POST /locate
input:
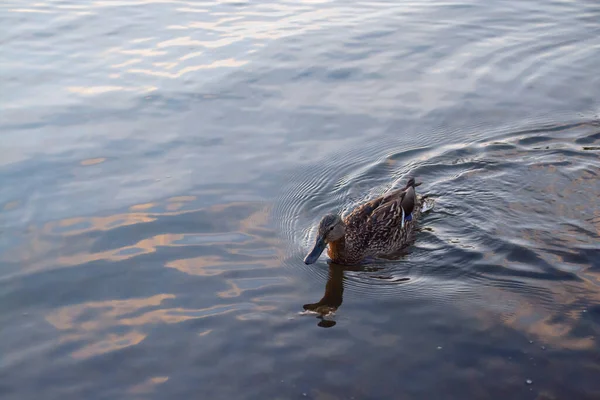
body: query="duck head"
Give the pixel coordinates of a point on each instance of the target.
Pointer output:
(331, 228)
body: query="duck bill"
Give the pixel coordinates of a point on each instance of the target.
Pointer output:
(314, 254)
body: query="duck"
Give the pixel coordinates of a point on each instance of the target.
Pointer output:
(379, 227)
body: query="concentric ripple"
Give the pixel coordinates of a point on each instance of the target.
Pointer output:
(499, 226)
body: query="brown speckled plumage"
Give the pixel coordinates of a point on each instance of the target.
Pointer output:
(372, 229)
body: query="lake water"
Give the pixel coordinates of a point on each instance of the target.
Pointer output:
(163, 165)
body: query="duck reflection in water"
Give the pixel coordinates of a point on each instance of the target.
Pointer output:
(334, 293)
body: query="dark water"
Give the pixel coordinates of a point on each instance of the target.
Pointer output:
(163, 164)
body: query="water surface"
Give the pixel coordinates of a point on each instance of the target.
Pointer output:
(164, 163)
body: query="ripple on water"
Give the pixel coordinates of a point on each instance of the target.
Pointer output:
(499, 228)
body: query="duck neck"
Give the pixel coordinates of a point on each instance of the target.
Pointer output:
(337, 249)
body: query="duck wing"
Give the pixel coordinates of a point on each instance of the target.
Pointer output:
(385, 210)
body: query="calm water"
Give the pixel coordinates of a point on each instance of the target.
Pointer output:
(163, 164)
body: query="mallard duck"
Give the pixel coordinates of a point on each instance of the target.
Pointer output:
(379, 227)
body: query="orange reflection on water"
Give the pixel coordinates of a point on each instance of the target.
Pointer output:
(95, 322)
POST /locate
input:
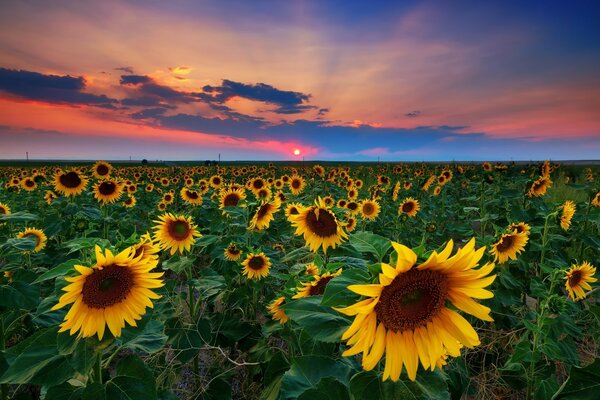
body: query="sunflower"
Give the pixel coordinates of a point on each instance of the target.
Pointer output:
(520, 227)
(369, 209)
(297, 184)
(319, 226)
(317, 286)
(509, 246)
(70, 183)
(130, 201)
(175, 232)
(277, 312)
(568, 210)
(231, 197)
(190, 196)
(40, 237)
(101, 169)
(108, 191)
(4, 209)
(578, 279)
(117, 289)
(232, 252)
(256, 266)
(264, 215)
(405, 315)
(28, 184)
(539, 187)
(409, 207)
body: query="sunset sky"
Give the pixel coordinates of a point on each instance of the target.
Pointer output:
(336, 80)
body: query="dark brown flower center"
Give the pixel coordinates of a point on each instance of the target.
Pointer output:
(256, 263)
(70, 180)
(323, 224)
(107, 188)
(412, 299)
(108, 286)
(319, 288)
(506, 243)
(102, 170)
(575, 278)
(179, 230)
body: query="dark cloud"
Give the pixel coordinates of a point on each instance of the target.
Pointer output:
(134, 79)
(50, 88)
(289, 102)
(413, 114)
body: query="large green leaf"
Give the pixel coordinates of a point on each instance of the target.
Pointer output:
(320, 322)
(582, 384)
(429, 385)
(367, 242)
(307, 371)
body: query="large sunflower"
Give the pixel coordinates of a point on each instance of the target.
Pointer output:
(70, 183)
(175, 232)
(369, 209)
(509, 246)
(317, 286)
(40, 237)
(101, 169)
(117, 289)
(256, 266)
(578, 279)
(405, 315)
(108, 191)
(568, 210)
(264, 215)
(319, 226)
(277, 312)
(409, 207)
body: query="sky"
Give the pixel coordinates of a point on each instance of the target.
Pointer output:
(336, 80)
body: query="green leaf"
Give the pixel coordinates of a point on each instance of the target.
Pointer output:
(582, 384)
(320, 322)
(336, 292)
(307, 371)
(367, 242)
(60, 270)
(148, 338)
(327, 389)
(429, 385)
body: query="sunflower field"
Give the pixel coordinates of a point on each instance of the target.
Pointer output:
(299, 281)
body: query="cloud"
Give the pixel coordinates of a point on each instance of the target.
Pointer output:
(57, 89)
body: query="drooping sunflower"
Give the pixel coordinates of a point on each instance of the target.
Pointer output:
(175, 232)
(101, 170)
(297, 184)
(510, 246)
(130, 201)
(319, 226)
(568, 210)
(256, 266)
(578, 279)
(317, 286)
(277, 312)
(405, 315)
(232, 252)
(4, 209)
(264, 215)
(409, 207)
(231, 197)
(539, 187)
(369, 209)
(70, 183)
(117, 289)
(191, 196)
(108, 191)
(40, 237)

▶ **Exercise goal**: What is the number of lines in the material above that carry the word "water"? Respond with that count and nothing more.

▶ **Result**: 7